***** Selected passage

I know that I’m late to the party. After looking into wonderful answers provided here, I thought mine will add some value to this post. Although the posted answers are amazing and easy to understand however, all are calculating the height to the BST in linear time. I think this can be improved and Height can be retrieved in constant time, hence writing this answer – hope you will like it. Let’s start with the Node class:

public class Node
{
    public Node(string key)
    {
        Key = key;
        Height = 1;
    }    

    public int Height { get; set; } 
    public string Key { get; set; }
    public Node Left { get; set; }
    public Node Right { get; set; }

    public override string ToString()
    {
        return $"{Key}";
    }
}

BinarySearchTree class

So you might have guessed the trick here… Im keeping node instance variable Height to keep track of each node when added. Lets move to the BinarySearchTree class that allows us to add nodes into our BST:

public class BinarySearchTree
{
    public Node RootNode { get; private set; }

    public void Put(string key)
    {
        if (ContainsKey(key))
        {
            return;
        }

        RootNode = Put(RootNode, key);
    }

    private Node Put(Node node, string key)
    {
        if (node == null) return new Node(key);

        if (node.Key.CompareTo(key) < 0)
        {
            node.Right = Put(node.Right, key);
        }
        else
        {
            node.Left = Put(node.Left, key);
        }       
        
        // since each node has height property that is maintained through this Put method that creates the binary search tree.
        // calculate the height of this node by getting the max height of its left or right subtree and adding 1 to it.        
        node.Height = Math.Max(GetHeight(node.Left), GetHeight(node.Right)) + 1;
        return node;
    }

    private int GetHeight(Node node)

**********

_Brief_
Return the binary search tree post word for word, from "if (node.Key.CompareTo(key) <" up to and including "binary search tree.".

***** Excerpted records

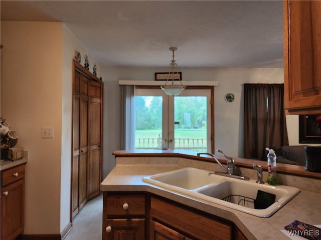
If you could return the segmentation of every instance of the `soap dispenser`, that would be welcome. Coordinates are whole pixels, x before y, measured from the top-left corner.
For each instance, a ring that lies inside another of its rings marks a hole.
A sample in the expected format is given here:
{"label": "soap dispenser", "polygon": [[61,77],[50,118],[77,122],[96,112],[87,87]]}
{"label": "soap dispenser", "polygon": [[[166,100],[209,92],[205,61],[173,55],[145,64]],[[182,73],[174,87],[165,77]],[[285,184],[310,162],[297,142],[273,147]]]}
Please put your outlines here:
{"label": "soap dispenser", "polygon": [[276,178],[276,156],[273,149],[265,148],[267,154],[267,183],[270,185],[277,185]]}

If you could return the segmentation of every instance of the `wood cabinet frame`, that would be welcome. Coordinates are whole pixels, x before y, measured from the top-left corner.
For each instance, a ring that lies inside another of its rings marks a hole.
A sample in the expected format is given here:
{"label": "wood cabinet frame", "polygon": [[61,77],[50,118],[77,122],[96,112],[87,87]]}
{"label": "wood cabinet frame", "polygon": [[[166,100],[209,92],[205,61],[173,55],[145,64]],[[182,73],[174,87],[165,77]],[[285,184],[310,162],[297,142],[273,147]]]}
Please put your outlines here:
{"label": "wood cabinet frame", "polygon": [[103,144],[102,81],[73,60],[71,220],[100,194]]}

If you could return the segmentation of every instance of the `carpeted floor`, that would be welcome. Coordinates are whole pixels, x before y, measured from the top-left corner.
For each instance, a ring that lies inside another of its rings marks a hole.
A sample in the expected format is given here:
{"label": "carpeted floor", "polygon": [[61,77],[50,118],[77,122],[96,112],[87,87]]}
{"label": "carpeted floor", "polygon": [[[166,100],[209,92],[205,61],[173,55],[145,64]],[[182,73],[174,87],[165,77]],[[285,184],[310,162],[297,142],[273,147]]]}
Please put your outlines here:
{"label": "carpeted floor", "polygon": [[64,240],[101,240],[102,194],[89,201],[73,219]]}

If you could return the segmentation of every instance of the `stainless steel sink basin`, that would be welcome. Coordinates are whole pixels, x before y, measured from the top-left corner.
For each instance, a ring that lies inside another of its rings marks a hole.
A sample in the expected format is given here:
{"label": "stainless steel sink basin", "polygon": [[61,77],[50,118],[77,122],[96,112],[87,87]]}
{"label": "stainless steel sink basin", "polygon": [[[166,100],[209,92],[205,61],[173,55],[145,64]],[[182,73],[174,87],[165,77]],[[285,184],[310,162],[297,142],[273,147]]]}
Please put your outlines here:
{"label": "stainless steel sink basin", "polygon": [[[216,174],[198,168],[186,168],[144,177],[143,182],[213,204],[262,218],[267,218],[294,198],[300,190],[284,186],[258,184],[255,180],[244,181]],[[259,192],[258,191],[260,191]],[[263,209],[256,209],[259,194],[274,196],[275,200]],[[256,206],[254,206],[254,201]]]}

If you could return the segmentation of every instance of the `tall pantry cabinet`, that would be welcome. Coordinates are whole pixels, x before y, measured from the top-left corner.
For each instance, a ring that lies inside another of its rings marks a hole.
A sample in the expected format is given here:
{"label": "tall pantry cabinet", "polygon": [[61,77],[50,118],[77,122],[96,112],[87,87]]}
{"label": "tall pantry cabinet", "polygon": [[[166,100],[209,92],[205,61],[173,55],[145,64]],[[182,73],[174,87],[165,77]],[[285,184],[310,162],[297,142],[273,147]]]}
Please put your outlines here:
{"label": "tall pantry cabinet", "polygon": [[72,214],[100,193],[103,84],[74,60]]}

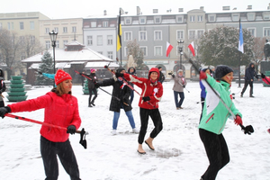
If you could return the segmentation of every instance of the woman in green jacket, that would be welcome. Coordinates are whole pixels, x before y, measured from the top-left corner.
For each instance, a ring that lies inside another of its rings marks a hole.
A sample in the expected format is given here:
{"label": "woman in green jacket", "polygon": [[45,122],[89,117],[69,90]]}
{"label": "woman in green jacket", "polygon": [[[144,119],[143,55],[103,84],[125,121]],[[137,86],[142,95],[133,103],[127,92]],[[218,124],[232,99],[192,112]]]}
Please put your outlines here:
{"label": "woman in green jacket", "polygon": [[[200,78],[204,79],[202,84],[207,94],[202,117],[199,124],[199,133],[210,162],[201,180],[214,180],[218,172],[230,161],[229,150],[222,130],[228,117],[232,114],[222,104],[220,98],[236,115],[234,122],[237,125],[242,124],[242,114],[235,107],[229,91],[233,79],[233,70],[228,66],[220,65],[216,68],[215,76],[216,80],[202,71],[200,73]],[[212,89],[220,94],[220,97]]]}

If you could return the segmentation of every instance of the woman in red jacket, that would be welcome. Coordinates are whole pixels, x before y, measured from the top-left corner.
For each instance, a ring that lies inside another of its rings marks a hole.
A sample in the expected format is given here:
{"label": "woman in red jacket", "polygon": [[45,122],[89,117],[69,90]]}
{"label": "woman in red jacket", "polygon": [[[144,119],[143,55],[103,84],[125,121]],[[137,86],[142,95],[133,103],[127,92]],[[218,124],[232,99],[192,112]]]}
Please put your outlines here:
{"label": "woman in red jacket", "polygon": [[46,179],[58,179],[58,155],[70,179],[78,180],[78,166],[68,140],[68,133],[74,134],[81,124],[77,100],[71,95],[72,78],[69,74],[58,70],[55,84],[57,87],[45,95],[0,108],[0,116],[4,117],[7,112],[32,112],[45,108],[44,122],[68,129],[67,131],[41,126],[40,153]]}
{"label": "woman in red jacket", "polygon": [[[116,76],[122,76],[116,74]],[[140,116],[140,130],[139,133],[139,148],[140,154],[146,154],[142,148],[142,143],[147,132],[148,118],[152,119],[154,122],[154,130],[151,131],[150,136],[145,140],[145,143],[151,150],[155,150],[153,146],[153,140],[162,130],[162,120],[158,110],[158,102],[161,100],[163,94],[163,86],[159,78],[159,70],[157,68],[152,68],[148,72],[148,78],[138,77],[136,76],[125,73],[124,78],[133,83],[141,88],[141,96],[139,101]]]}

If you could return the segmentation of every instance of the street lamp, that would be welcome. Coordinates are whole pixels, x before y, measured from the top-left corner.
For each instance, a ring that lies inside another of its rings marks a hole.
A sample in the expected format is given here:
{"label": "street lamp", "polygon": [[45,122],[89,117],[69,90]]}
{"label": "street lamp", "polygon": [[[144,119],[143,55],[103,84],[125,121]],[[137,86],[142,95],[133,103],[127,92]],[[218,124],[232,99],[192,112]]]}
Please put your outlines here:
{"label": "street lamp", "polygon": [[183,45],[184,45],[184,40],[178,40],[178,50],[180,54],[180,67],[179,69],[182,68],[182,55],[183,55]]}
{"label": "street lamp", "polygon": [[58,32],[55,32],[52,31],[51,32],[49,32],[50,40],[51,40],[51,46],[53,50],[53,74],[55,74],[55,47],[56,47],[56,39],[58,37]]}

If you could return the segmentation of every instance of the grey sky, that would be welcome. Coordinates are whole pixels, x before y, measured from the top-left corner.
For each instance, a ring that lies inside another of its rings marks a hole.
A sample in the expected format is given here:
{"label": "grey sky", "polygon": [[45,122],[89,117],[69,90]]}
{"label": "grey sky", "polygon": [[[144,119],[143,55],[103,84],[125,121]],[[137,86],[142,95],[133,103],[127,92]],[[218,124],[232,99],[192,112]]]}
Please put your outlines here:
{"label": "grey sky", "polygon": [[237,7],[238,10],[244,11],[248,5],[252,5],[253,10],[267,10],[269,3],[270,0],[4,0],[1,2],[0,13],[40,12],[50,18],[60,19],[103,14],[104,10],[107,14],[116,15],[120,7],[133,15],[136,14],[137,6],[140,7],[142,14],[148,14],[153,9],[166,14],[169,9],[177,13],[178,8],[184,8],[187,12],[199,9],[200,6],[204,6],[205,12],[220,12],[222,6],[227,5],[231,10]]}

**********

_Solved problem_
if (node.Key.CompareTo(key) < 0)
        {
            node.Right = Put(node.Right, key);
        }
        else
        {
            node.Left = Put(node.Left, key);
        }       
        
        // since each node has height property that is maintained through this Put method that creates the binary search tree.